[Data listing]
•••••
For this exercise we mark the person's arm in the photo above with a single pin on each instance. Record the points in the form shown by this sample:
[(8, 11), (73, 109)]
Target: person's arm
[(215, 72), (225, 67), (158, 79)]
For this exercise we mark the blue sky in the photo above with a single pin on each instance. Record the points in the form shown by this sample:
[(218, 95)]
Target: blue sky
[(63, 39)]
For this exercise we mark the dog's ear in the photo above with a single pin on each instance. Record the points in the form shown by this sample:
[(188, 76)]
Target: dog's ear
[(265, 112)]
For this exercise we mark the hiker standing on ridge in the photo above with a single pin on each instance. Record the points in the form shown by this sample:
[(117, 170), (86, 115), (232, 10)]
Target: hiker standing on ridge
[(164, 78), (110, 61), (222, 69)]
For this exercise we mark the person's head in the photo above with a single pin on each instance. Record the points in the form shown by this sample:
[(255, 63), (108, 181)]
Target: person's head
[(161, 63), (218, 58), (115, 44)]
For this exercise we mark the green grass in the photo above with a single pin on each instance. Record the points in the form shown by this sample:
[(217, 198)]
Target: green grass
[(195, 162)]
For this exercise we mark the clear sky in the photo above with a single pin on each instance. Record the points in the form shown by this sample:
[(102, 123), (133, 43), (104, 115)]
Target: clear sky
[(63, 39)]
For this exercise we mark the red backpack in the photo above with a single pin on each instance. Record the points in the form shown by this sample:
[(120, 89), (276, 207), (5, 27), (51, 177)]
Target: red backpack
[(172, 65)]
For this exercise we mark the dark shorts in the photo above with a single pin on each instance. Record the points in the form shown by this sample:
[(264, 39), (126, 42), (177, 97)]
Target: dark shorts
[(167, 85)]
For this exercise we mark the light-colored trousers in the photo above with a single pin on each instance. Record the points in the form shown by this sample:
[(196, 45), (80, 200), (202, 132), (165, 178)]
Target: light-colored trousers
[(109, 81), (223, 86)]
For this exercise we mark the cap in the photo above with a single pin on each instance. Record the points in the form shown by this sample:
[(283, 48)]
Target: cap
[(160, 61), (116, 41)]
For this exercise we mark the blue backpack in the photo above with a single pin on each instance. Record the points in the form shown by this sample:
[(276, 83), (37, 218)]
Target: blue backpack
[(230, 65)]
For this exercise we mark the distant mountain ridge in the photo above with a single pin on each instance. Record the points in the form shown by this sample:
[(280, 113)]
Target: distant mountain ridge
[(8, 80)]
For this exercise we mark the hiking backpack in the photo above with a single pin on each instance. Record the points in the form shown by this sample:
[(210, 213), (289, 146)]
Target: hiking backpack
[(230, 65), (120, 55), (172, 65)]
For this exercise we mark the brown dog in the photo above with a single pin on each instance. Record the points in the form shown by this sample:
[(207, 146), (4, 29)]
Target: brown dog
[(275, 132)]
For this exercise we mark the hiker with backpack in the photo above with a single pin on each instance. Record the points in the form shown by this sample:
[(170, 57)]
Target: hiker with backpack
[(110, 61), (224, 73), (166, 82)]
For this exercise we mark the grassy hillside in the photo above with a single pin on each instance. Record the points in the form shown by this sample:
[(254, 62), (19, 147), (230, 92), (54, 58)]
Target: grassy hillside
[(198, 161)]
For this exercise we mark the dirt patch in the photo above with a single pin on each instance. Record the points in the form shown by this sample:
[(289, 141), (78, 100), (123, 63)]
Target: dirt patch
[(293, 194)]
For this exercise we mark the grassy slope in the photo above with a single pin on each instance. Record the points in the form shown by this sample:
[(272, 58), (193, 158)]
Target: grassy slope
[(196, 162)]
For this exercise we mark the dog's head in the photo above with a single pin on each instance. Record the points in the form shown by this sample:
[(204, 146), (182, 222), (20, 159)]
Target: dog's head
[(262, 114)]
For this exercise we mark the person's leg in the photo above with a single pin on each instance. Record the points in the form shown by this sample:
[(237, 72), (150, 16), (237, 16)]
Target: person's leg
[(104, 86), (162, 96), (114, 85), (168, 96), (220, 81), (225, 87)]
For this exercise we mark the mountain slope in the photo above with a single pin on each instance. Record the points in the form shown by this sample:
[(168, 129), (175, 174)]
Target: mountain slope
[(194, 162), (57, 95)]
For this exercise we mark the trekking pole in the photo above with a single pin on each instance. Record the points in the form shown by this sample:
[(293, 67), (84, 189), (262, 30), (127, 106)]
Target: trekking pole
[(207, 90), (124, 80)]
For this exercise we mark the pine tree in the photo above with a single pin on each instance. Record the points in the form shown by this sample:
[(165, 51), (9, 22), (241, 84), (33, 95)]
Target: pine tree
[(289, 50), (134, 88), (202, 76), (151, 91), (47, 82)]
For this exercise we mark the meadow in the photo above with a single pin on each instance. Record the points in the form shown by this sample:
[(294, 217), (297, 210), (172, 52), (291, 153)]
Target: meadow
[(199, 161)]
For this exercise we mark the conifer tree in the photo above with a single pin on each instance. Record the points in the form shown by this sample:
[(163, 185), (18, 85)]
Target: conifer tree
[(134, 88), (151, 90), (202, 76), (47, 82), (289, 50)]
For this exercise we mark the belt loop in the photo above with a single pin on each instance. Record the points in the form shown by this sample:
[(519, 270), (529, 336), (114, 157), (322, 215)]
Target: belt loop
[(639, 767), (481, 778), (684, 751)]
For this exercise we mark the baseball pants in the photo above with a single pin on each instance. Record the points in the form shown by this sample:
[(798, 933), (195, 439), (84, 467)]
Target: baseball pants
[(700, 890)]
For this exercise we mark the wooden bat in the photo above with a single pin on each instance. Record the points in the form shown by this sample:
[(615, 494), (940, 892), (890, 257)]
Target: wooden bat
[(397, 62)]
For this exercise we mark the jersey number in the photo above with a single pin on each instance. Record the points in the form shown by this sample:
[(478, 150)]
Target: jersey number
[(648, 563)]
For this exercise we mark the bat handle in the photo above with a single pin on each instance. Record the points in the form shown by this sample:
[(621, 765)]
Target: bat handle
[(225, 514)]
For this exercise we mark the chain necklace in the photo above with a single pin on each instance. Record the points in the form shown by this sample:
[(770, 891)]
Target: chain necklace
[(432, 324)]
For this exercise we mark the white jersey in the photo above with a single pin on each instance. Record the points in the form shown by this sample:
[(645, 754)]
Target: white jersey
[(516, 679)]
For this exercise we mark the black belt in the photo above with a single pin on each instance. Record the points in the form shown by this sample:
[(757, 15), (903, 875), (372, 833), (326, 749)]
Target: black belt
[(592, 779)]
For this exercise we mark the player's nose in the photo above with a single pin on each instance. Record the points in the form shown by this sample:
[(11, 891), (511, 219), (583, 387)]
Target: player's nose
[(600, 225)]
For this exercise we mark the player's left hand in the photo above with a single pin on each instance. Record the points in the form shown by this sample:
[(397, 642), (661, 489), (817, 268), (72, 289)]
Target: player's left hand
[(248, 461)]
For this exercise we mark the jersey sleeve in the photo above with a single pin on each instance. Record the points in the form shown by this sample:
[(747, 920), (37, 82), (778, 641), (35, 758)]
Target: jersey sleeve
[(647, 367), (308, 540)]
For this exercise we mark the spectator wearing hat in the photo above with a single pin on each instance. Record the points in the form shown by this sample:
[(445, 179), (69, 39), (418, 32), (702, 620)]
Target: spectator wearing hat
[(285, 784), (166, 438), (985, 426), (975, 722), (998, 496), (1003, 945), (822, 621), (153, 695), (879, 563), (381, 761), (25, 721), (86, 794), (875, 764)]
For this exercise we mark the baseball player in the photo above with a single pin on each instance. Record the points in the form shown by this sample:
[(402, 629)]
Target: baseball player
•••••
- _What is expected_: Reproduce each record exactly as it appears.

- _The answer_:
For this exercise we mark the person's arm in the photo above with a single pin on each instance. Record the points in the form shown by this sample:
[(8, 11), (73, 109)]
Target: person's arm
[(215, 72), (225, 67), (158, 79)]
For this exercise we mark the blue sky in the photo above with a single pin on each instance. Record the points in the form shown by this sample:
[(218, 95)]
Target: blue sky
[(63, 39)]
For this exercise we mark the dog's ear in the photo above with a single pin on each instance. Record the points in the form shown by this sample:
[(188, 76)]
Target: dog's ear
[(265, 112)]
For this exercise we mark the hiker standing on ridge in the photo above with a single pin on each instance. Record the points in the form shown by this sample:
[(117, 170), (86, 115), (232, 10)]
Target: hiker standing on ridge
[(164, 78), (110, 61), (222, 69)]
For this exercise we mark the person's head in the photo above with a single pin on each instance. Record the points in the form shown by this sample:
[(255, 63), (108, 181)]
Target: person's head
[(161, 63), (218, 58), (115, 44)]
For this exercise we mark the green grass in the photo above with a single pin on each instance. Record the points in the form shown by this sample:
[(217, 198)]
Target: green grass
[(195, 162)]
For this exercise we mark the clear sky in the photo above with a single pin on each instance. Record the points in the form shown by this sample:
[(102, 123), (133, 43), (104, 115)]
Target: clear sky
[(63, 39)]
For this exercise we mark the red backpack in the photo above with a single pin on each instance. Record the points in the form shown by this sample:
[(120, 89), (276, 207), (5, 27), (51, 177)]
Target: red backpack
[(172, 65)]
For this exercise we mark the dark shorts in the photo above with a single pin on each instance. Record the points in the form shown by this sample:
[(264, 39), (126, 42), (177, 97)]
Target: dark shorts
[(167, 85)]
For this exercise we mark the light-colored trousers in the photo above with a single pin on each instance. Record the points in the form shown by this sample:
[(196, 45), (80, 200), (202, 132), (165, 178)]
Target: light-colored trousers
[(109, 81), (223, 86)]
For this exercise we mark the cap in the photo above with a single pin on each instance. Record the points in the form shown by this sample:
[(283, 48)]
Target: cap
[(160, 61), (116, 41)]
For this exercise we mark the blue backpack in the photo above with a single pin on each instance. Record the points in the form shown by this sample:
[(276, 83), (37, 218)]
Target: blue backpack
[(230, 65)]
For this exercise we mark the distant mountain ridge in the photo above with a single pin on each instance. Record the points in the form shown by this sample:
[(280, 113)]
Target: distant mountain ridge
[(8, 80)]
For this exercise we mark the hiking backpack in the photo above with a single pin on each instance. Record the points in the form shown by this sample:
[(210, 213), (289, 146)]
Target: hiking backpack
[(230, 65), (120, 55), (172, 65)]
For this exercise we mark the brown dog in the photo above with a single pin on each instance. Record the points in the form shown by this sample:
[(207, 146), (4, 29)]
Target: brown dog
[(275, 132)]
For this exercise we mark the hiker with backpack in the photo above with a single pin on each instance. Record the points in the form shown by this sample:
[(170, 57)]
Target: hiker with backpack
[(110, 61), (224, 73), (166, 82)]
For this exercise we mark the grassy hillside in the photo above with a single pin on each instance. Record the points in the form shown by this sample:
[(254, 62), (19, 147), (230, 92), (54, 58)]
Target: grassy hillside
[(198, 161)]
For this exercise we mark the dirt patch in the photo above with a single pin on each instance. Record the points in the form shown by this sample:
[(289, 141), (78, 100), (123, 63)]
Target: dirt patch
[(293, 194)]
For this exercise we mark the grassy slope in the photo above with a single pin on each instance. Record the points in the form shown by this sample:
[(272, 58), (193, 158)]
Target: grassy slope
[(196, 162)]
For this exercise we mark the dog's head in the photo above with a single pin on each instance. Record the points in the form shown by this sample:
[(204, 146), (182, 222), (20, 159)]
Target: dog's head
[(262, 114)]
For this exercise we mark the person's leg in the photo above with a single pin on each instance. Record the points in the form shown by this sample:
[(237, 72), (150, 16), (237, 16)]
Target: person's leg
[(104, 86), (162, 96), (114, 85), (168, 96), (220, 81), (225, 87)]
For this exercise we mark the mountain slope in the photo above with a single pin on each instance. Record the points in the form shown by this sample:
[(168, 129), (175, 174)]
Target: mountain slope
[(194, 162), (57, 95)]
For this exercise we mark the trekking pole in the photo above with a single pin on each instance. Record the points in the form shown by this sample:
[(293, 67), (84, 189), (262, 30), (127, 106)]
Target: trekking pole
[(207, 90), (124, 80)]
For this exercise we mark the pine tree in the photo above with a single pin on each instance. Record the points in the form shown by this sample:
[(165, 51), (9, 22), (241, 84), (33, 95)]
Target: pine tree
[(289, 50), (134, 88), (202, 76), (151, 91), (47, 82)]
For this exercise we mark the meadow in the photo above with a single pin on each instance. Record the points in the form shown by this sample:
[(294, 217), (297, 210), (172, 52), (291, 153)]
Target: meadow
[(199, 161)]
For this exercise we mark the conifer tree in the photo above with a single pin on each instance. Record the points in the form shown by this sample:
[(163, 185), (18, 85)]
Target: conifer tree
[(134, 88), (151, 90), (202, 76), (47, 82), (289, 50)]
For this exercise we mark the belt loop in the photo above with a single pin on each instance. Record the points in the form shown by this sample:
[(519, 270), (529, 336), (114, 157), (322, 215)]
Target: belt loop
[(639, 767), (481, 778), (684, 751)]
For this exercise we mark the baseball pants in the photo above with a single pin on each instance. Record the points in the form shown by this sample:
[(798, 933), (195, 439), (84, 467)]
Target: baseball pants
[(700, 890)]
For this exercise we mark the wooden bat in the photo above with a single pin on each instance. Record the points in the form shown by this sample:
[(615, 494), (940, 892), (890, 257)]
Target: wooden bat
[(397, 62)]
For this exercise we mark the jersey number in the photo above with a single pin on each instance. Record the points in the form shown by this sample:
[(478, 150)]
Target: jersey number
[(648, 563)]
For this exercise we mark the bat handle in the photo above with a single pin on each instance. Record the points in the form shown by this sample:
[(621, 765)]
Target: bat handle
[(225, 514)]
For this exercise we mark the chain necklace in the photo above with a single pin on each instance. Record the points in the form shown by this sample:
[(770, 891)]
Target: chain necklace
[(432, 324)]
For this exercise we mark the white jersey in the photo above with a single pin on each instance. Record the points in the form shown by this sample:
[(645, 754)]
Target: white jersey
[(516, 679)]
For this exercise we mark the black belt in the photo above with a single pin on each instance. Record the points in the form shown by this sample:
[(757, 15), (903, 875), (372, 833), (326, 749)]
Target: black belt
[(592, 779)]
For this exercise we mark the player's nose in the photo above with a single pin on each instance. Record the points in the form shown by this sample:
[(11, 891), (511, 219), (583, 387)]
Target: player's nose
[(600, 225)]
For this exercise we mark the player's left hand in the photo above with a single pin on each instance. Record the points in the form shown by this sample:
[(397, 642), (661, 489), (817, 268), (72, 289)]
Target: player's left hand
[(248, 461)]
For this exercise we mark the jersey sleeve in the photo above with a single pin on each instance. Record the points in the form shown by this sample:
[(747, 920), (37, 82), (778, 641), (35, 758)]
Target: jersey sleeve
[(647, 367), (308, 540)]
For this exercise we mark the spectator wearing hat in the photo above with a single pin on each instance. Record the points in the form shown by this sample:
[(445, 179), (69, 39), (418, 32), (702, 620)]
Target: spectator wearing hat
[(285, 784), (166, 438), (985, 426), (975, 722), (998, 496), (1003, 945), (822, 621), (153, 695), (879, 563), (381, 761), (25, 721), (86, 794), (875, 764)]
For this exercise we mark the baseball player in the photo above with a single pin on each instance. Record the points in the form shown by this sample:
[(402, 629)]
Target: baseball player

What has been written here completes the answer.